Transcribe every line from the one containing "output: one SVG" through the end of the records below, exactly, but not the pictures.

★ ★ ★

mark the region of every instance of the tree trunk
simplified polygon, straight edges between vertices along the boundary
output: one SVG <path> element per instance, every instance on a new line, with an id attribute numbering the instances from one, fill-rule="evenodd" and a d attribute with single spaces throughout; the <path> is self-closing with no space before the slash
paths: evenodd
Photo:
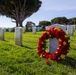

★ ★ ★

- Solution to this task:
output: one SVG <path> element per instance, every instance on a new line, with an id attribute numbering the instances from one, fill-rule="evenodd" and a d attribute with single spaces throughout; the <path> is self-closing with no space before the slash
paths: evenodd
Photo:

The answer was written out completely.